YOUR TASK: Count the lines in the records below that contain the word "curtain", with case counting, and reply with only that number.

────────────────────

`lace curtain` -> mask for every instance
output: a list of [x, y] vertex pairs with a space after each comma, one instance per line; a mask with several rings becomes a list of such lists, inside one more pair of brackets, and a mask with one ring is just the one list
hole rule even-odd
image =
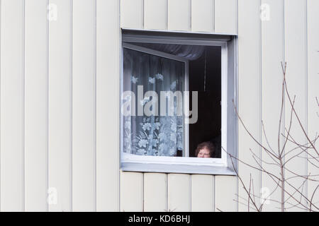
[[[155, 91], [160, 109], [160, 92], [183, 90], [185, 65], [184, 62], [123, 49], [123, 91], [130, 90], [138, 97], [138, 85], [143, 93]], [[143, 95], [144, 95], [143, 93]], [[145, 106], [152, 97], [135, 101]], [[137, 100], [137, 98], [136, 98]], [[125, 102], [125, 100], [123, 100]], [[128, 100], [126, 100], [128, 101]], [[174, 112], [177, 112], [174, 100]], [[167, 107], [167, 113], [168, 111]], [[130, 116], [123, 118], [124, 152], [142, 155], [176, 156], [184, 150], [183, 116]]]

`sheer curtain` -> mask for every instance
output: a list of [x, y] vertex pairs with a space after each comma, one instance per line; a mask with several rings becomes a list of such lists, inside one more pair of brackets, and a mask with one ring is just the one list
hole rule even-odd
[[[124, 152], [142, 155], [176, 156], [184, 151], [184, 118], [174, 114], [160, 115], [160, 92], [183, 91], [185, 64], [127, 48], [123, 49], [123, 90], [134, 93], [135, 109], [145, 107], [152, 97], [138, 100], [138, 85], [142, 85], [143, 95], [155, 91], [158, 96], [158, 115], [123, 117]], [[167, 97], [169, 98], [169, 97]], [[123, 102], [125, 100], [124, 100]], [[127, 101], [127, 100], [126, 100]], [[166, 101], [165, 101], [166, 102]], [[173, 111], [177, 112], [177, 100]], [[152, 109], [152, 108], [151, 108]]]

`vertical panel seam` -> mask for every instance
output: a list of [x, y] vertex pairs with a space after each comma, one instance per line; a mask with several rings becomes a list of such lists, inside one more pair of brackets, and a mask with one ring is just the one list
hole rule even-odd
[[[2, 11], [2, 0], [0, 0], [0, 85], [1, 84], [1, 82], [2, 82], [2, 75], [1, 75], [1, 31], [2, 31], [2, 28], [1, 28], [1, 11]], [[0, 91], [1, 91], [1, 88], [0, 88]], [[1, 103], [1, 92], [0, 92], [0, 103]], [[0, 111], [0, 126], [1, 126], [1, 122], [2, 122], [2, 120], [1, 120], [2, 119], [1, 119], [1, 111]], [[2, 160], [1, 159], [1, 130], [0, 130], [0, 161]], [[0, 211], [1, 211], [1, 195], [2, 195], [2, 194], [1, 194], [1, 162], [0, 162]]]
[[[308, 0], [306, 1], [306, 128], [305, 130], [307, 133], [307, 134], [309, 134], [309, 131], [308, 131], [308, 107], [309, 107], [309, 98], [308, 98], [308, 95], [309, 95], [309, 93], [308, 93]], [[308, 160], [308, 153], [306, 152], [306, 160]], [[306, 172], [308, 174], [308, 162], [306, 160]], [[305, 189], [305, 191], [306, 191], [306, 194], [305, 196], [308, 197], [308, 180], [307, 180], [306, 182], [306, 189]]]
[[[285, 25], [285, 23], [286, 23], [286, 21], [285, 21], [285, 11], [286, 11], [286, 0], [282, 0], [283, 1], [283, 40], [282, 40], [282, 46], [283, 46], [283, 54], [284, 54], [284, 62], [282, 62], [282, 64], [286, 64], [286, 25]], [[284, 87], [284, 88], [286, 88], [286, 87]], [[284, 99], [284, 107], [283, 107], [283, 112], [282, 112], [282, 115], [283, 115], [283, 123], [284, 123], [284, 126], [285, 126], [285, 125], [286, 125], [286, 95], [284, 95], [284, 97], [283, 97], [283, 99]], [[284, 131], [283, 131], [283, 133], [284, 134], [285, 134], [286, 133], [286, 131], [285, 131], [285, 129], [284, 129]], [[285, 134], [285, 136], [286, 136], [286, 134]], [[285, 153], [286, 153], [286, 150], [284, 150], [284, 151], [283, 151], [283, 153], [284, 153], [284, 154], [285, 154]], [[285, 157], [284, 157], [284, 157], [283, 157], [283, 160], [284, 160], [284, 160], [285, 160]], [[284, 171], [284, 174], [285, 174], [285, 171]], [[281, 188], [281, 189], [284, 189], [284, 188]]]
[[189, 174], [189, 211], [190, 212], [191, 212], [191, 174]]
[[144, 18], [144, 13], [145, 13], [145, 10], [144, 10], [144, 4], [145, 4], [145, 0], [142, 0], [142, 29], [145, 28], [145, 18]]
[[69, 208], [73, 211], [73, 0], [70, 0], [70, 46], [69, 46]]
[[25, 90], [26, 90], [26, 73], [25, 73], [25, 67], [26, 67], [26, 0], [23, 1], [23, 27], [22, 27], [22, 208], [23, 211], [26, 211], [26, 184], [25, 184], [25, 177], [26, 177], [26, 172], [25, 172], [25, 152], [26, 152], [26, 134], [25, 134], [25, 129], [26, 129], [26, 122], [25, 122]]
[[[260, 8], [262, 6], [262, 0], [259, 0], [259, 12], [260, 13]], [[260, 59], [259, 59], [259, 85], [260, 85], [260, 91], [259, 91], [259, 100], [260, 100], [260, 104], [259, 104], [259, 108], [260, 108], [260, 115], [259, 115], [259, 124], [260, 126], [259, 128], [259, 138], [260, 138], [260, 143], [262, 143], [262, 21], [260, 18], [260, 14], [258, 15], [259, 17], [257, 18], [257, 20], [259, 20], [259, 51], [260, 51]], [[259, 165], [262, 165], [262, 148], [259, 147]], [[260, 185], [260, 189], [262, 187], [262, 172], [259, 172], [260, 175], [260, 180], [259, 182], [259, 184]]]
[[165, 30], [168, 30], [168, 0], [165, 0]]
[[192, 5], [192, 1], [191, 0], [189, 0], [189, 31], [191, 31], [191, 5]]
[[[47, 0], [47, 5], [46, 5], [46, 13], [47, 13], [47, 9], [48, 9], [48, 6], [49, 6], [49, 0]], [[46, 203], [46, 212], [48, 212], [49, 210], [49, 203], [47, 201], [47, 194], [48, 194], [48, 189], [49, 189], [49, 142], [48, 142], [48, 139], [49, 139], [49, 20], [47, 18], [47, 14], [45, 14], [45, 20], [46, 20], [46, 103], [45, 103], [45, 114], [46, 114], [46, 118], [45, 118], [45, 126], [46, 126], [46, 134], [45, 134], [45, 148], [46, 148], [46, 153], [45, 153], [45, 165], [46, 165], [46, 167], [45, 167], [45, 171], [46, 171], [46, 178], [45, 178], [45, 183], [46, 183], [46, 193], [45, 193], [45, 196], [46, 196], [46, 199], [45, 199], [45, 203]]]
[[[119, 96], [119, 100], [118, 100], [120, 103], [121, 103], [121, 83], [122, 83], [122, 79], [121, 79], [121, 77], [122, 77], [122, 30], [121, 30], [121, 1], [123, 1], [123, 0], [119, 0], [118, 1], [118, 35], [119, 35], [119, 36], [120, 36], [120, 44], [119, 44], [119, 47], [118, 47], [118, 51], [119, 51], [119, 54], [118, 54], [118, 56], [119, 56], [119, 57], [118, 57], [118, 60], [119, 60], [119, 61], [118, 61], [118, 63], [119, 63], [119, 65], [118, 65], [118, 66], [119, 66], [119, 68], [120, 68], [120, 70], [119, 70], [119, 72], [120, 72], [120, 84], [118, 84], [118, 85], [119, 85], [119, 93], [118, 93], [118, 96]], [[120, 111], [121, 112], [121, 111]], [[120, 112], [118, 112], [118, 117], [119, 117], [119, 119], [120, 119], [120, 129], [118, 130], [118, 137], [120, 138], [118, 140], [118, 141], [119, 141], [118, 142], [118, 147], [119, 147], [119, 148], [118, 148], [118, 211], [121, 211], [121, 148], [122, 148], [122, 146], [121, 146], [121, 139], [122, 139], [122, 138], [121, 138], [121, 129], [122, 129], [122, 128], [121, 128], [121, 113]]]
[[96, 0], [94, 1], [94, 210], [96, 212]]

────────────────────

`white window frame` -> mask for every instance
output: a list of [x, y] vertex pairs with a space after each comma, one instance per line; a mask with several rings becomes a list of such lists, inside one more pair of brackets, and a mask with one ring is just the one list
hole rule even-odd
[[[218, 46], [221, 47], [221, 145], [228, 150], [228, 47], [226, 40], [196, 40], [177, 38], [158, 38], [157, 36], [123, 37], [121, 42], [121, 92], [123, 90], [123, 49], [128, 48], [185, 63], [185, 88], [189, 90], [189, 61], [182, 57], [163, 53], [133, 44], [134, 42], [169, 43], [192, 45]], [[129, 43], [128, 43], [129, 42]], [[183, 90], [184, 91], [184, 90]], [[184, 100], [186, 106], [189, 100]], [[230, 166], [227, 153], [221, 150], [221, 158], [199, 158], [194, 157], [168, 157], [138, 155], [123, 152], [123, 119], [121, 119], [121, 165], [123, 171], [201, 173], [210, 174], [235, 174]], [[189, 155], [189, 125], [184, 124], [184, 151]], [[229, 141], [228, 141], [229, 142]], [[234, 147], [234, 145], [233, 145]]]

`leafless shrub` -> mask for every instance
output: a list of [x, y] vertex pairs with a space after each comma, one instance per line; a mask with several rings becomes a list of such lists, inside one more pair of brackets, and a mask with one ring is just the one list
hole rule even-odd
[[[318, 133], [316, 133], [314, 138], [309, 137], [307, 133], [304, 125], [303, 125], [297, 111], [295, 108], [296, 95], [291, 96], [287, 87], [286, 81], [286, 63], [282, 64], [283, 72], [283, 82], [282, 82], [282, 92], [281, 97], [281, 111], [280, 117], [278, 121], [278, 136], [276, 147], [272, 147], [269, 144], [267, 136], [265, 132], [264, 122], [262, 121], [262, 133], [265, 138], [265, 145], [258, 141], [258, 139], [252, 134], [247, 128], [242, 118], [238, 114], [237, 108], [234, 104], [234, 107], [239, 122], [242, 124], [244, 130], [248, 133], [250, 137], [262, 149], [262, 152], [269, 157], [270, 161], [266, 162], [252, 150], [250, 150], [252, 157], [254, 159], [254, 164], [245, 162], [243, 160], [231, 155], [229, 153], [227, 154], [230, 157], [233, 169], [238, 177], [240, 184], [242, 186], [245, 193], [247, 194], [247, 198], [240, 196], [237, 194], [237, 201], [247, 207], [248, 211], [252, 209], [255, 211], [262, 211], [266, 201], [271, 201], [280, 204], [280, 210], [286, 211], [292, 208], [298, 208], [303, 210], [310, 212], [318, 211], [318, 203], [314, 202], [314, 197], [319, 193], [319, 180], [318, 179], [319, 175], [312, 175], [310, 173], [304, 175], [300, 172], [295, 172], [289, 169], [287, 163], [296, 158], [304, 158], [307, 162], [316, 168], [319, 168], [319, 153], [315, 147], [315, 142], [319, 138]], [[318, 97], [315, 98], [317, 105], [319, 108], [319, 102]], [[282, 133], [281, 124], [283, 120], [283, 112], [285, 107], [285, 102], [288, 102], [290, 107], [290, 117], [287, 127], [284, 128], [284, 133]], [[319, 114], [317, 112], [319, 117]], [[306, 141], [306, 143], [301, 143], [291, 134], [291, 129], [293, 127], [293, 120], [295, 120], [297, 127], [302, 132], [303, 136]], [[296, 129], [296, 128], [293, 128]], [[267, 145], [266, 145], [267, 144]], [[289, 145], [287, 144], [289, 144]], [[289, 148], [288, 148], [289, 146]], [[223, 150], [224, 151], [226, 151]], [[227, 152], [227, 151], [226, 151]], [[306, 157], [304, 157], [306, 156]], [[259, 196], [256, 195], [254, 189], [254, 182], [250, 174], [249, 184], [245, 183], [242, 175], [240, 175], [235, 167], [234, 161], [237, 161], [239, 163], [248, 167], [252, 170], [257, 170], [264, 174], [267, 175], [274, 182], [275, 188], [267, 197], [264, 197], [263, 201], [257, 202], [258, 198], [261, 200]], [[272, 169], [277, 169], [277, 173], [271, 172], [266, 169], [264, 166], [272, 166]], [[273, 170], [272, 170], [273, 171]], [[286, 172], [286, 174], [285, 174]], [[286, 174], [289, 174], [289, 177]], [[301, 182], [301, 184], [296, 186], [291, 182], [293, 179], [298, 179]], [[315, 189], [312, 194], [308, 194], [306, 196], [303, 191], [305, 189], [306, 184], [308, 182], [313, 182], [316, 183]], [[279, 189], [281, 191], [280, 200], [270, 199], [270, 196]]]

────────────────────

WRITTEN REPLY: 2